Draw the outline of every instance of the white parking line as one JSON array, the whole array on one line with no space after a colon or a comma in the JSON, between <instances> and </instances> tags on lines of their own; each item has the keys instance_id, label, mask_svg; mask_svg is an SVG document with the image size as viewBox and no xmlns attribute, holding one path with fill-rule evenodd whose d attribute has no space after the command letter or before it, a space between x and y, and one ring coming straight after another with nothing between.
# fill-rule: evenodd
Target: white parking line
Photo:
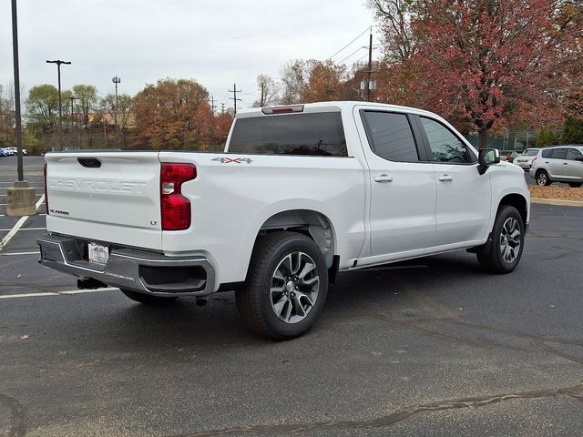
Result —
<instances>
[{"instance_id":1,"label":"white parking line","mask_svg":"<svg viewBox=\"0 0 583 437\"><path fill-rule=\"evenodd\" d=\"M0 194L0 198L5 198L7 197L7 194ZM41 196L43 196L42 194L36 194L35 197L36 198L40 198Z\"/></svg>"},{"instance_id":2,"label":"white parking line","mask_svg":"<svg viewBox=\"0 0 583 437\"><path fill-rule=\"evenodd\" d=\"M20 293L20 294L5 294L0 299L19 299L19 298L44 298L45 296L68 296L72 294L87 294L98 293L100 291L116 291L119 289L107 287L107 289L97 290L69 290L66 291L46 291L43 293Z\"/></svg>"},{"instance_id":3,"label":"white parking line","mask_svg":"<svg viewBox=\"0 0 583 437\"><path fill-rule=\"evenodd\" d=\"M10 253L0 253L0 257L17 257L19 255L39 255L40 251L36 250L36 252L10 252Z\"/></svg>"},{"instance_id":4,"label":"white parking line","mask_svg":"<svg viewBox=\"0 0 583 437\"><path fill-rule=\"evenodd\" d=\"M22 229L20 229L20 231L22 232L23 230L44 230L46 228L23 228ZM0 232L6 232L8 230L12 230L12 229L0 229Z\"/></svg>"},{"instance_id":5,"label":"white parking line","mask_svg":"<svg viewBox=\"0 0 583 437\"><path fill-rule=\"evenodd\" d=\"M36 205L35 206L36 207L35 210L38 209L38 207L40 207L44 201L45 201L45 196L43 195L43 197L40 198L36 202ZM28 219L28 216L21 217L20 219L16 222L16 224L12 228L12 230L10 230L10 232L8 232L4 239L2 239L2 241L0 241L0 251L2 251L3 248L5 247L6 244L8 244L8 241L10 241L12 238L15 235L16 235L16 232L18 232L18 229L20 229L22 225L24 225L25 221L26 221L27 219Z\"/></svg>"}]
</instances>

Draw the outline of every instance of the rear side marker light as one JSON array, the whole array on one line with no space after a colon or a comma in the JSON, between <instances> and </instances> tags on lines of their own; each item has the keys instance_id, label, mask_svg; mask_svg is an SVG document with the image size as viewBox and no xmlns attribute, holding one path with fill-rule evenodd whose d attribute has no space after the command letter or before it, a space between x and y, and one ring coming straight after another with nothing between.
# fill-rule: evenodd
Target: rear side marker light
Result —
⁂
TASK BRIEF:
Take the listing above and restate it word for word, without its pictures.

COMPLETE ANSWER:
Draw the outline of every instance of the white parking line as one JSON array, the whole array on one line with no space after a colon or a comma in the JSON, between <instances> and </instances> tags on lines of their own; each item has the keys instance_id, label, mask_svg; mask_svg is an SVG document with the image size as viewBox and no xmlns attribute, holding one path with fill-rule evenodd whose d attribute has no space after the command letter or before it, a space between x and y, and one ring coming straight after another with nothing between.
# fill-rule: evenodd
Target: white parking line
Photo:
Result —
<instances>
[{"instance_id":1,"label":"white parking line","mask_svg":"<svg viewBox=\"0 0 583 437\"><path fill-rule=\"evenodd\" d=\"M0 194L0 198L5 198L7 197L7 194ZM41 196L43 196L42 194L36 194L35 197L36 198L40 198Z\"/></svg>"},{"instance_id":2,"label":"white parking line","mask_svg":"<svg viewBox=\"0 0 583 437\"><path fill-rule=\"evenodd\" d=\"M20 293L20 294L5 294L0 299L19 299L19 298L44 298L45 296L68 296L72 294L87 294L98 293L100 291L116 291L119 289L107 287L107 289L97 290L69 290L66 291L46 291L43 293Z\"/></svg>"},{"instance_id":3,"label":"white parking line","mask_svg":"<svg viewBox=\"0 0 583 437\"><path fill-rule=\"evenodd\" d=\"M10 253L0 253L0 257L17 257L19 255L39 255L40 251L36 250L36 252L10 252Z\"/></svg>"},{"instance_id":4,"label":"white parking line","mask_svg":"<svg viewBox=\"0 0 583 437\"><path fill-rule=\"evenodd\" d=\"M22 229L20 229L20 231L22 232L23 230L44 230L46 228L23 228ZM0 232L6 232L8 230L12 230L12 229L0 229Z\"/></svg>"},{"instance_id":5,"label":"white parking line","mask_svg":"<svg viewBox=\"0 0 583 437\"><path fill-rule=\"evenodd\" d=\"M36 205L35 206L36 207L35 210L38 209L38 207L40 207L44 201L45 201L45 196L43 195L43 197L40 198L36 202ZM28 219L28 216L21 217L20 219L16 222L16 224L12 228L12 230L10 230L10 232L8 232L4 239L2 239L2 241L0 241L0 251L2 251L3 248L5 247L6 244L8 244L8 241L10 241L12 238L15 235L16 235L16 232L18 232L18 229L20 229L22 225L24 225L25 221L26 221L27 219Z\"/></svg>"}]
</instances>

Draw the outline of every instance of the rear side marker light as one JSON array, the whole array on one line with no space after a colon or a comma in the JSON, between <instances> and </instances> tags on lines of their own; each item has the keys instance_id, label, mask_svg; mask_svg is an SVG document with the image size as viewBox and no xmlns attribute, holding one path with fill-rule evenodd whose d attribute has no space after the command letter or before it, a space between x and y, and one ring coming straight after another with nothing between.
# fill-rule: evenodd
Target: rear side marker light
Result —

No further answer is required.